→ Exercise directions
What you return must be an exact copy of the lines in the listing below between the line holding "inside_test: even-odd" and the line holding "Provide the mask", inclusive, and nothing more.
━━ The data
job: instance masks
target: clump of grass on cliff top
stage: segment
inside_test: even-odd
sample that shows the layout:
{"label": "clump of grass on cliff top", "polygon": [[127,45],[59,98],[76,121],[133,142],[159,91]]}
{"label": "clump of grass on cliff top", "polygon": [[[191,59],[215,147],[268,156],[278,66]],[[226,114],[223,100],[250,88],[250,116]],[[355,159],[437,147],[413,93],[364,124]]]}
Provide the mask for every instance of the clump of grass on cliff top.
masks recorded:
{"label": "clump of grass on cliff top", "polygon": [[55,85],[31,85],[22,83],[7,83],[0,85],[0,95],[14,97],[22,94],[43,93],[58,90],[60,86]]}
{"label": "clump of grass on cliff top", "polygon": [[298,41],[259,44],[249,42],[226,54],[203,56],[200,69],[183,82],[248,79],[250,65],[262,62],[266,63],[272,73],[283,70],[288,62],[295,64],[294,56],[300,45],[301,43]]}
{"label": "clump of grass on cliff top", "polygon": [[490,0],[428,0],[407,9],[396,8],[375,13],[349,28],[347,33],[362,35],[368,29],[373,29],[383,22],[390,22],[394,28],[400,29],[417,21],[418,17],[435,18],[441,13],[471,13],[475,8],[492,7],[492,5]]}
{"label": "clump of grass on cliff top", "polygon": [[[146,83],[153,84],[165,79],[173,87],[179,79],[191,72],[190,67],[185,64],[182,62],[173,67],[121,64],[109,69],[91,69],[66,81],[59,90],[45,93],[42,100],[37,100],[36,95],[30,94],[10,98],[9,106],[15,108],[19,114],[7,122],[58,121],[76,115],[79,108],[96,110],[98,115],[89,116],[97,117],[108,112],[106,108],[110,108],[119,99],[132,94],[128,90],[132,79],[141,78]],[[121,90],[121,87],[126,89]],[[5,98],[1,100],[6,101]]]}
━━━━
→ Your solution
inside_test: even-odd
sample that shows the layout:
{"label": "clump of grass on cliff top", "polygon": [[127,45],[59,98],[76,121],[133,142],[159,91]]}
{"label": "clump of grass on cliff top", "polygon": [[[191,59],[215,147],[268,156],[278,66]],[[226,114],[223,100],[250,88],[250,116]],[[355,159],[437,147],[413,93],[364,124]]]}
Provide the mask for every instance of the clump of grass on cliff top.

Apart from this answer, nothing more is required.